_Stated task_
Copy out exactly the lines running from the one with "Keypoint placement for each instance of the fence" through the final line, both ends included, and nothing else. Pictures stay out of the copy.

[Photo-based point labeling data]
****************

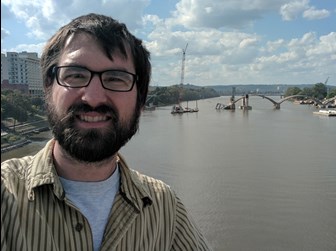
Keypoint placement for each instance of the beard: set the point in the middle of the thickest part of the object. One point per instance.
(91, 145)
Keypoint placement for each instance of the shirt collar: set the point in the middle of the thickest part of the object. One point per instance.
(42, 171)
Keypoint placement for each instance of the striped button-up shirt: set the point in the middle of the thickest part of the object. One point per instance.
(37, 216)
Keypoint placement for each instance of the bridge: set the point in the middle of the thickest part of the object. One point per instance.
(276, 104)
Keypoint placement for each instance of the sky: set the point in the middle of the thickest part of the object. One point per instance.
(230, 42)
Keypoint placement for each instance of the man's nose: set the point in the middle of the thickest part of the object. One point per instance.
(94, 94)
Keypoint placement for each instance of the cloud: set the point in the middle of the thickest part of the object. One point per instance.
(220, 14)
(294, 9)
(4, 33)
(312, 14)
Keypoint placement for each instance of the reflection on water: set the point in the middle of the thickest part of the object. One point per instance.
(253, 180)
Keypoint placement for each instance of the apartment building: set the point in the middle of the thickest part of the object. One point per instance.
(22, 68)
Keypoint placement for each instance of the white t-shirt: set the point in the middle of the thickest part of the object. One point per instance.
(95, 200)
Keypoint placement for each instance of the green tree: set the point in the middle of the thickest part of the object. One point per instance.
(292, 91)
(319, 91)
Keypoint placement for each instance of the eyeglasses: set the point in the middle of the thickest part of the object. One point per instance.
(78, 77)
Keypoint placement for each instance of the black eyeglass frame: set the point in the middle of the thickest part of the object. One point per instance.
(55, 70)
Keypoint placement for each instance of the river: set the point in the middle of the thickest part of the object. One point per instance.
(253, 180)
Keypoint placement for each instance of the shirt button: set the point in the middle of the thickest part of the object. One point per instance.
(79, 227)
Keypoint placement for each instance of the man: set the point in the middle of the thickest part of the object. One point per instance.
(78, 193)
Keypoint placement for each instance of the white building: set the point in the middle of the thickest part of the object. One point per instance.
(22, 68)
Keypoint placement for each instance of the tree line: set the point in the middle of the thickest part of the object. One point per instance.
(319, 91)
(178, 93)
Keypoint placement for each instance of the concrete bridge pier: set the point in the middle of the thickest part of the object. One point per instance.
(245, 104)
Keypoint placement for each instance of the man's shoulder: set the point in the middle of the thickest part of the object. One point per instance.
(15, 167)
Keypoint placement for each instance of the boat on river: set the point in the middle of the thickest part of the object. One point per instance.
(177, 109)
(326, 112)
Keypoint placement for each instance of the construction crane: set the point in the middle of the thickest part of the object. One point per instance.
(183, 62)
(326, 81)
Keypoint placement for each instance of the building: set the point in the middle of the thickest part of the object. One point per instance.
(22, 68)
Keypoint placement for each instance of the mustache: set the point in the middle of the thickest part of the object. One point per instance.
(82, 107)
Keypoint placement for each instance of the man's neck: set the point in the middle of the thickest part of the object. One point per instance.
(72, 169)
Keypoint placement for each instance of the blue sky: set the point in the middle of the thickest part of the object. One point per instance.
(229, 42)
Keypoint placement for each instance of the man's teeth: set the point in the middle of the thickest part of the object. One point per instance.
(93, 119)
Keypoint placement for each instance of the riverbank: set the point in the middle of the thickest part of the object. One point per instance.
(16, 136)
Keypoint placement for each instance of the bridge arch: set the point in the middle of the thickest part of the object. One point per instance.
(277, 103)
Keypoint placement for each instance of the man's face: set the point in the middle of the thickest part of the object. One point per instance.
(92, 123)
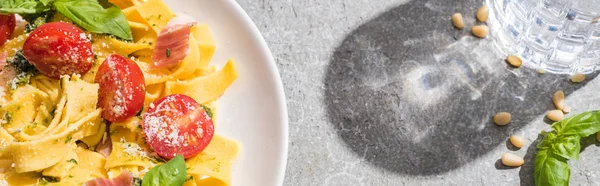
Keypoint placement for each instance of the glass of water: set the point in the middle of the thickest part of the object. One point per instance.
(558, 36)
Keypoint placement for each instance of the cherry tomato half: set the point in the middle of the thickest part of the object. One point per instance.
(59, 48)
(177, 124)
(7, 27)
(122, 88)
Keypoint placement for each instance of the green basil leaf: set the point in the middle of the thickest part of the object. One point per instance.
(567, 147)
(551, 170)
(23, 6)
(171, 173)
(46, 2)
(90, 15)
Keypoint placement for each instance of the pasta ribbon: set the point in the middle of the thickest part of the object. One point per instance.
(205, 88)
(213, 165)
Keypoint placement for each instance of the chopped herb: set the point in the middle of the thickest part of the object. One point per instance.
(72, 161)
(69, 138)
(207, 109)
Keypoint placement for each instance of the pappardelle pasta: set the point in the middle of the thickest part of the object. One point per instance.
(118, 93)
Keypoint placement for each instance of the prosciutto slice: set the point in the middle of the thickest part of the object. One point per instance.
(3, 57)
(105, 146)
(172, 46)
(124, 179)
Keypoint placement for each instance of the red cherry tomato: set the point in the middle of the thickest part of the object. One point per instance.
(59, 48)
(7, 27)
(122, 88)
(177, 124)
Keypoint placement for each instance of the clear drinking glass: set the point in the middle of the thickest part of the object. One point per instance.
(559, 36)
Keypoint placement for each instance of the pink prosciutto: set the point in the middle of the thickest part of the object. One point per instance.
(172, 46)
(124, 179)
(105, 146)
(3, 56)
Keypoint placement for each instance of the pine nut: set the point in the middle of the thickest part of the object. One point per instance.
(480, 31)
(514, 61)
(555, 115)
(458, 21)
(483, 13)
(502, 118)
(558, 98)
(517, 141)
(567, 109)
(512, 160)
(578, 78)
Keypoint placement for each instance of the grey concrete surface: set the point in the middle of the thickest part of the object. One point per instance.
(386, 92)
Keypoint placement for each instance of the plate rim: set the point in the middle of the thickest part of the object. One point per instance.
(280, 93)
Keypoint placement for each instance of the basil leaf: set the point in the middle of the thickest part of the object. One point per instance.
(567, 147)
(24, 6)
(548, 138)
(171, 173)
(46, 2)
(551, 170)
(90, 15)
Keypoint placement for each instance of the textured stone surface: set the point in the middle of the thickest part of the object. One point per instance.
(388, 93)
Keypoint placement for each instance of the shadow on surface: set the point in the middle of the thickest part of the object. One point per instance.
(407, 97)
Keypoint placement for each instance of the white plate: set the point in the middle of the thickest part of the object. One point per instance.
(253, 110)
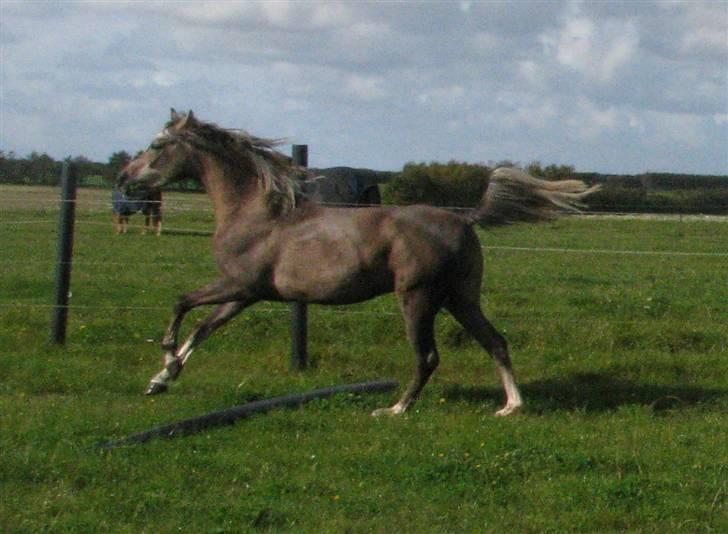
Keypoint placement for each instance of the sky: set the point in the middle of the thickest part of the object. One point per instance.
(611, 87)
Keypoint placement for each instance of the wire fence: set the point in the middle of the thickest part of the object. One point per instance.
(94, 206)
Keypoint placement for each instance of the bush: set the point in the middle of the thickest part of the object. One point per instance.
(450, 184)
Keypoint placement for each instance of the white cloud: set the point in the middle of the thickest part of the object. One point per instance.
(366, 88)
(595, 49)
(561, 81)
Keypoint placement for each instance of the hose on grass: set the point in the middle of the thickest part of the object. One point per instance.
(229, 416)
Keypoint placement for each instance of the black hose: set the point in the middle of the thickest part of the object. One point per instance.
(230, 415)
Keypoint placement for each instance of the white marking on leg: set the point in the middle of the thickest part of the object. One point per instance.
(513, 396)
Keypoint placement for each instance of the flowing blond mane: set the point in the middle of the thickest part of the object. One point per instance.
(276, 174)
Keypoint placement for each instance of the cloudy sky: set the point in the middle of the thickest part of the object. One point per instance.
(604, 86)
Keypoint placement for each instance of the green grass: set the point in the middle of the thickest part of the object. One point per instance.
(622, 359)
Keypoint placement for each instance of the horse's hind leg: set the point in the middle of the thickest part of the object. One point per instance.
(419, 314)
(471, 317)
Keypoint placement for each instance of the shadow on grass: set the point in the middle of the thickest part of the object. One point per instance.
(593, 392)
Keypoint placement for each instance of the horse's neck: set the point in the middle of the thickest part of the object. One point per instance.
(232, 198)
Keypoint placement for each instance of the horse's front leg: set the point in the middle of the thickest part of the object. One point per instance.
(221, 291)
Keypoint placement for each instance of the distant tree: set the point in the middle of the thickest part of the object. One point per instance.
(42, 169)
(117, 161)
(441, 184)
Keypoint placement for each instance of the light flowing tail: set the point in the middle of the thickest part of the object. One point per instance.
(515, 196)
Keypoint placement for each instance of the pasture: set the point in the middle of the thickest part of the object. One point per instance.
(621, 354)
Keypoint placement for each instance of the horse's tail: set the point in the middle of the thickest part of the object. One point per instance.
(515, 196)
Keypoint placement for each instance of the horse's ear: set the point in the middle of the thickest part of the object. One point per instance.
(188, 120)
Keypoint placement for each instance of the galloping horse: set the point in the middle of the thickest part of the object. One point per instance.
(148, 202)
(268, 237)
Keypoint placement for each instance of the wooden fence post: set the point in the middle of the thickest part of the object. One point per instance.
(299, 310)
(65, 253)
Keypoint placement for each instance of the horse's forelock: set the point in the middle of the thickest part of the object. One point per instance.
(274, 169)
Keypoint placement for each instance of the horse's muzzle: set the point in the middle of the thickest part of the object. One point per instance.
(121, 179)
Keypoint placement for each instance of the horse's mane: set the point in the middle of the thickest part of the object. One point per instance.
(275, 171)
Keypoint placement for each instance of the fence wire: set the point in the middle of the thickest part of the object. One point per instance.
(94, 206)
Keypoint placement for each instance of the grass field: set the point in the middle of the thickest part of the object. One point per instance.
(622, 358)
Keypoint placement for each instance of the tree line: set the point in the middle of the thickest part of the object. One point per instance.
(454, 183)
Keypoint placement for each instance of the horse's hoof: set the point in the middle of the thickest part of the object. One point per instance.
(508, 410)
(394, 410)
(155, 388)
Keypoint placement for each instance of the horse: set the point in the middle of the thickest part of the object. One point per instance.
(268, 236)
(148, 202)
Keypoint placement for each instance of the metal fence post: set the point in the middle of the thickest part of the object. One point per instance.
(65, 253)
(299, 310)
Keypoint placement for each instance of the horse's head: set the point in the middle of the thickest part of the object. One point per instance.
(168, 159)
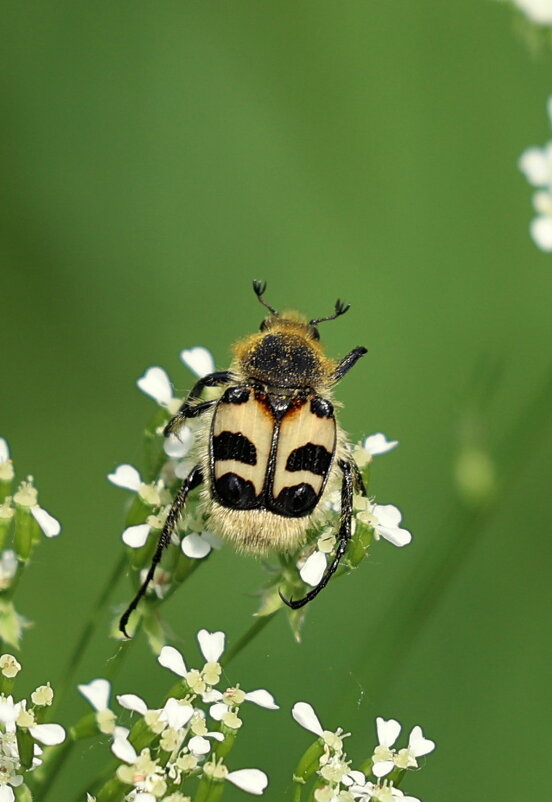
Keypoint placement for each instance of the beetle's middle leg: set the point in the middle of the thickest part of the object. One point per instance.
(344, 536)
(194, 478)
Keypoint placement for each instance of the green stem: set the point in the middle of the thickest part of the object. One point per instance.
(87, 632)
(44, 777)
(429, 585)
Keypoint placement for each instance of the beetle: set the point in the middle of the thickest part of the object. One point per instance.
(270, 448)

****************

_Solution to this task_
Keypoint placement for each instance of the fence wire: set the point in the middle of the thickest part of the object. One point per instance.
(94, 206)
Keypoint placement for each instance of the grass field: set the point in the middle of the thickest part of the object. One point per instance.
(622, 358)
Keypoint placement for each instance of the tree line: set the point in the middle of the thickest part of the object. One point per instance.
(454, 183)
Keypoint placement for each instance of the horse's hoof: set the point in the middle of the thickest part of the object. One point per instance.
(508, 410)
(394, 410)
(155, 388)
Keypoint placement for each instance of the horse: set the point in the middle of the thickest part of the object. One point per instance.
(268, 236)
(148, 202)
Keypoint placement for each instance of the metal fence post: set the point in the middle of the thickest part of the object. One point per instance.
(65, 253)
(299, 310)
Keypoint placement for each instance of the horse's head: set the point in the middle of the thickest part of the object. One point per instance.
(168, 159)
Keypoint placement for each instance of the beetle's middle leg: set the point in the middle of the thickest part of the object. One point per instance.
(344, 536)
(194, 478)
Keypoint placement for each instance of the green stem: set the point in the middle of the thickest part of the object. One point per instance.
(87, 632)
(44, 777)
(429, 585)
Keypoint placement for each instance of the beetle: set the point in the middle of the thickest part of the object. One point per instance.
(270, 448)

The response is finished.